== Given task ==
Every line from the one with "Where can the dog's front" through the end of the records below should be restated word for word, and nothing outside that span.

== Data for the task ==
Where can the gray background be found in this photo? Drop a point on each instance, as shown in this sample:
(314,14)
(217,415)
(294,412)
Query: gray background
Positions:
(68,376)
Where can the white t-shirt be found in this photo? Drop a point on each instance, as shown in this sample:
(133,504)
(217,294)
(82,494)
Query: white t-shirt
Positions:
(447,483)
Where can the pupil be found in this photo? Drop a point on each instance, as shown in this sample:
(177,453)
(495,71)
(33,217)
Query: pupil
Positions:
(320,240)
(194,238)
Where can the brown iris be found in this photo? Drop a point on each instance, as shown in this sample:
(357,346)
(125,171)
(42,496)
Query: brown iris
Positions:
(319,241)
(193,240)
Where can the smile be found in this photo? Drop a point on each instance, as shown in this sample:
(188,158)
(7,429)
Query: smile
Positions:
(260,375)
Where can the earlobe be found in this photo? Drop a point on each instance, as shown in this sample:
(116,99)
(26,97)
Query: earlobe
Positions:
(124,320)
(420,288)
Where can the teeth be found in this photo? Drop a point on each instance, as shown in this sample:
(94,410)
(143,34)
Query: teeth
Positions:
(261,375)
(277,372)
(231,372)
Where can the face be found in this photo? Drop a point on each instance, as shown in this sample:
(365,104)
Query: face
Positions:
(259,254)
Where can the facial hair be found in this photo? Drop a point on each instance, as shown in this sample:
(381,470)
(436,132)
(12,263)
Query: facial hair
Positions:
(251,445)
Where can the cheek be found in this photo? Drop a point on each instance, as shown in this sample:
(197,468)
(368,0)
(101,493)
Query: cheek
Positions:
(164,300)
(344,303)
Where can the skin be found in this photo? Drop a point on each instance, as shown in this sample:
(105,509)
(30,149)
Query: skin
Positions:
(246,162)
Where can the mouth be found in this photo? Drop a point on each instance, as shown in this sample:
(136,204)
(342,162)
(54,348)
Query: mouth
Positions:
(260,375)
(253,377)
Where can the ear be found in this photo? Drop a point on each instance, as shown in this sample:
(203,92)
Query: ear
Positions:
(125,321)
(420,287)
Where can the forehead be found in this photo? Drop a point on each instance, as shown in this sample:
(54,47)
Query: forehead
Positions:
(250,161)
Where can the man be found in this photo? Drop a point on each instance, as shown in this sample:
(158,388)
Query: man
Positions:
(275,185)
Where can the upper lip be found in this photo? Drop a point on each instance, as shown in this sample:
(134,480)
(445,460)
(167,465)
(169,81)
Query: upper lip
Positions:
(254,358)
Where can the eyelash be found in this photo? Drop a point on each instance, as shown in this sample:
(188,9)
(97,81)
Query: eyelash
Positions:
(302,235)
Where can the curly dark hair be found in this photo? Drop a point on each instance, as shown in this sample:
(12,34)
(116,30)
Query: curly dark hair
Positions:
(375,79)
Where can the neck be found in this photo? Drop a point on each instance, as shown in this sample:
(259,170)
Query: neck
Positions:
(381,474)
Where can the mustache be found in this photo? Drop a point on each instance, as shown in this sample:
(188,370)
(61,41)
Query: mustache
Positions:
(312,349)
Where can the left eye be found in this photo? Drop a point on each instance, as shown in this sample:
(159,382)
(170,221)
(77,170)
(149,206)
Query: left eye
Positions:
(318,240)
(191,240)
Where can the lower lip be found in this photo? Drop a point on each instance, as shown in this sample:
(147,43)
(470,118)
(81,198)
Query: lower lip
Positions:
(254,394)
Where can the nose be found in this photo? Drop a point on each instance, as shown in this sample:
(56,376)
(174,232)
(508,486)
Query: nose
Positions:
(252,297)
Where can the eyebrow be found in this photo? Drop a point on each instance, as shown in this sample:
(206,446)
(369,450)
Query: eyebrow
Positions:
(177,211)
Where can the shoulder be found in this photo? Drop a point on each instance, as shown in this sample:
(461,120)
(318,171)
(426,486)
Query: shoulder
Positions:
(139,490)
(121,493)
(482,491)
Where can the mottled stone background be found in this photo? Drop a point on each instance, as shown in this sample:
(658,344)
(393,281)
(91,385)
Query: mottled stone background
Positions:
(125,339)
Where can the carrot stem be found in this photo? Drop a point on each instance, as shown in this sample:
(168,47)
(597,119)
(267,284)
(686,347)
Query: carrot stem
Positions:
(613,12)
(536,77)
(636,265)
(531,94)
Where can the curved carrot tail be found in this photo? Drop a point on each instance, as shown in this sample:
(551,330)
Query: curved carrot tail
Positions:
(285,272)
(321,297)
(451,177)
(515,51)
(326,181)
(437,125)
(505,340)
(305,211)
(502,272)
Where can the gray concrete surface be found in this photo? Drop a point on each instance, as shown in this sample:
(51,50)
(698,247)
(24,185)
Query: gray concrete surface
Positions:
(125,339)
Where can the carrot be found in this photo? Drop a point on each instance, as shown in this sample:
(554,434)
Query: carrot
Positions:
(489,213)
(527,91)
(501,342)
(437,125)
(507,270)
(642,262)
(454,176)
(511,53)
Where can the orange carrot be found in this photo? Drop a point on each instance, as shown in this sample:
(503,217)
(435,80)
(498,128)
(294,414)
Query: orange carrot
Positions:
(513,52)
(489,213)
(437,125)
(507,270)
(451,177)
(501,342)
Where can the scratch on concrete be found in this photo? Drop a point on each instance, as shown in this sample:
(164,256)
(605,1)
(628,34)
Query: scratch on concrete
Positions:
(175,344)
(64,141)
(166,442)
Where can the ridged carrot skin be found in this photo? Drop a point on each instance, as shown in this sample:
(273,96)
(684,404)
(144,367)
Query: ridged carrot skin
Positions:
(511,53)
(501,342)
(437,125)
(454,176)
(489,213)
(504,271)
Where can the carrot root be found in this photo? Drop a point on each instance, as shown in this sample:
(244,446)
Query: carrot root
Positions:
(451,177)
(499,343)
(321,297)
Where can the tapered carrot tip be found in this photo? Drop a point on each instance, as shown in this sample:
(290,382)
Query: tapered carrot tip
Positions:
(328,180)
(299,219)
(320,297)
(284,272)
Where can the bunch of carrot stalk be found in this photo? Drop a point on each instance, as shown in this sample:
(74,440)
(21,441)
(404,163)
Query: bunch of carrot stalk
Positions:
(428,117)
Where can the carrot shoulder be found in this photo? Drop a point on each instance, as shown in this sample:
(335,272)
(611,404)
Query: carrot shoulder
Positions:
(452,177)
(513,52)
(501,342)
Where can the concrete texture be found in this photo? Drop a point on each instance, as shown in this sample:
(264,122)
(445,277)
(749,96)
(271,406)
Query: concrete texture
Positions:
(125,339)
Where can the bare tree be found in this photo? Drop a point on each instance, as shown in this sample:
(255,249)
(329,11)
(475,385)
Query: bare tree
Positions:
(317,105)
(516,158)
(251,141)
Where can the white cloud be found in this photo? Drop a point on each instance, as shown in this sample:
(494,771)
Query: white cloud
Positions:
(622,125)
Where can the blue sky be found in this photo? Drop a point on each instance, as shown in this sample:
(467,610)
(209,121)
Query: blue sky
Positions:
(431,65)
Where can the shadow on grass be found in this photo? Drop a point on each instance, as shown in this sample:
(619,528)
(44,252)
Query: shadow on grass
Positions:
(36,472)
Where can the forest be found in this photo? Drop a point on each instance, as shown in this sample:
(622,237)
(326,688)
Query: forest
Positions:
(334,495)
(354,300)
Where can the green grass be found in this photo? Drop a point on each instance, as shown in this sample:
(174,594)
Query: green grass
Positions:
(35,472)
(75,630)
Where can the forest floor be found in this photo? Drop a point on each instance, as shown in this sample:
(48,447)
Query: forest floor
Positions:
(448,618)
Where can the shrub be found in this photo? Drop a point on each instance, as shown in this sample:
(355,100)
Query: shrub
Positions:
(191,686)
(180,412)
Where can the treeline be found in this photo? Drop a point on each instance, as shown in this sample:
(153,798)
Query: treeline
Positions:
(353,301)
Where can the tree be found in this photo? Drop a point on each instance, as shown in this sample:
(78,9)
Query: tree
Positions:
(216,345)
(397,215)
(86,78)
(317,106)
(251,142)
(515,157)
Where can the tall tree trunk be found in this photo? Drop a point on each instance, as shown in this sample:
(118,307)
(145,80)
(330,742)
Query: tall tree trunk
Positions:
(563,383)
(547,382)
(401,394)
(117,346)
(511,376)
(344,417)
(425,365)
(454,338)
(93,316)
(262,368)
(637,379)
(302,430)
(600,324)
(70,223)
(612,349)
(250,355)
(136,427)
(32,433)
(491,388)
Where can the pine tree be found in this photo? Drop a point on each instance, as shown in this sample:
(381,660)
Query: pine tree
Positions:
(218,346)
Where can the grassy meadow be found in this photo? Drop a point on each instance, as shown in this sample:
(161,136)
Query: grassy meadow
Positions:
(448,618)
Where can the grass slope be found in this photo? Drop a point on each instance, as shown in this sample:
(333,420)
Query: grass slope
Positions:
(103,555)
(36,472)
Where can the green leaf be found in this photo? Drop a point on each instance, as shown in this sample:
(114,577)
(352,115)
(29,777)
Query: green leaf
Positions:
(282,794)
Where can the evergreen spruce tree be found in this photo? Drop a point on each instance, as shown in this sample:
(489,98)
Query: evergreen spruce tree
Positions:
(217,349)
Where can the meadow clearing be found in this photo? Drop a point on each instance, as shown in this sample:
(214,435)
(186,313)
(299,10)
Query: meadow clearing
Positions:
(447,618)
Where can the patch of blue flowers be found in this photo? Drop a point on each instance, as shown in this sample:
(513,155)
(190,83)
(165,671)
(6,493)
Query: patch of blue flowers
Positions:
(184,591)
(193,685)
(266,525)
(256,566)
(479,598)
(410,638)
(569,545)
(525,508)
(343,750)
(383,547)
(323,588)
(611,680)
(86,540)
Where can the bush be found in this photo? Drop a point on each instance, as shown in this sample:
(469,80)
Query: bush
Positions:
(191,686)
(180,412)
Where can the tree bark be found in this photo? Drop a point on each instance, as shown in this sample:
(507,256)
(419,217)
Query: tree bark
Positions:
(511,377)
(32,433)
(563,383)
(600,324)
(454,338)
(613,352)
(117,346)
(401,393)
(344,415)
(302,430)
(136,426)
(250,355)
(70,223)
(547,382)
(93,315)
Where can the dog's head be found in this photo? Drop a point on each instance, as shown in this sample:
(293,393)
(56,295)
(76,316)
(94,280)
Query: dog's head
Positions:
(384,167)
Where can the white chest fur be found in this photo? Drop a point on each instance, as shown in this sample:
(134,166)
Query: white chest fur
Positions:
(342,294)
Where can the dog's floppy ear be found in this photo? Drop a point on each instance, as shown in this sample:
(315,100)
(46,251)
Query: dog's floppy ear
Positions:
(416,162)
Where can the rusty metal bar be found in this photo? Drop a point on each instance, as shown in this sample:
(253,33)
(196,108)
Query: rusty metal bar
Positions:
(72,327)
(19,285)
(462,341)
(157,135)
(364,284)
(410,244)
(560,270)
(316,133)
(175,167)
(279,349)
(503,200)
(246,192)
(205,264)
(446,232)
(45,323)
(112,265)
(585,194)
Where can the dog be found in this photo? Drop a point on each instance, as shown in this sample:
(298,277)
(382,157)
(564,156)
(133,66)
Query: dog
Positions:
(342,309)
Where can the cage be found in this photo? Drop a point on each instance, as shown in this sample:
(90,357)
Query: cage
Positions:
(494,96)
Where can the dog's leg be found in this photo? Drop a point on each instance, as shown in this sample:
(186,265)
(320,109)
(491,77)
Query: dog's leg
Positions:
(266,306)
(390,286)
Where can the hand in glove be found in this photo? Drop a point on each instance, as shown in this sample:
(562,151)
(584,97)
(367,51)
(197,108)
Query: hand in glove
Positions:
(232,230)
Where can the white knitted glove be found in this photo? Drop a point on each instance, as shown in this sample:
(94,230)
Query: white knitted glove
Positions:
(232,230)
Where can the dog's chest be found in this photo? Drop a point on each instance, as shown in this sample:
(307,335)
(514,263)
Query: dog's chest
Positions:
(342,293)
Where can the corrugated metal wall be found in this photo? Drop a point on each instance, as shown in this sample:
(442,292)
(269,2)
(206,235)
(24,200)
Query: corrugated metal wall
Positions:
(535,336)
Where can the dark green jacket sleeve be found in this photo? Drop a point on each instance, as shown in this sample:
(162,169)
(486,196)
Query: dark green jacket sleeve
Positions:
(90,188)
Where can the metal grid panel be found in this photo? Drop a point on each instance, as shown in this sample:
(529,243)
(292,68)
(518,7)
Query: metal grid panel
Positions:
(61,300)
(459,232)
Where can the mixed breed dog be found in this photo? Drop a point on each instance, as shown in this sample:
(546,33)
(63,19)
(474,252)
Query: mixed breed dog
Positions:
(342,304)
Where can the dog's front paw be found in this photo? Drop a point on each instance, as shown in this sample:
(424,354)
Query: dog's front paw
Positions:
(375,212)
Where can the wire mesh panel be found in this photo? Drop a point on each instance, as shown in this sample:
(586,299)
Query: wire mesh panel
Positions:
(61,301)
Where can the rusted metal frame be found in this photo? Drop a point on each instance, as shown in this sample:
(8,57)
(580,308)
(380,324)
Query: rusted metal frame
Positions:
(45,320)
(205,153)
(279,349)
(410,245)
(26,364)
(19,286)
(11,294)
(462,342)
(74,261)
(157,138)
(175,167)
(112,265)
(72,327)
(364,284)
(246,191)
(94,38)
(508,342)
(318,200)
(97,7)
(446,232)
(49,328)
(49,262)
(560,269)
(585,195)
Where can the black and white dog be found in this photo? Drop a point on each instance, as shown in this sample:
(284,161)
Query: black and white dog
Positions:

== Solution ==
Where can the dog's front paw be found in this photo? Drop a point on each instance, as shown in this sample:
(424,354)
Query: dog's front paw
Positions:
(375,212)
Where can the wire mesh panel be found in this photo? Drop a point on each instance, as shown in this sample:
(586,299)
Query: wire mesh panel
Positions:
(61,301)
Where can the rusted metal frame be found in this photo? Drop a point on each instance, as shown in this sample:
(8,57)
(580,308)
(380,324)
Query: rusted metal frame
Positions:
(45,320)
(205,153)
(279,349)
(410,245)
(26,364)
(19,286)
(11,294)
(462,342)
(74,261)
(157,138)
(175,167)
(112,265)
(72,327)
(364,284)
(246,191)
(94,38)
(508,342)
(318,200)
(97,7)
(446,232)
(49,328)
(49,262)
(560,269)
(585,195)
Where can the black and white dog be found in this photo? Drop a point on each instance, as shown in this sample:
(284,161)
Query: black and white dog
Positions:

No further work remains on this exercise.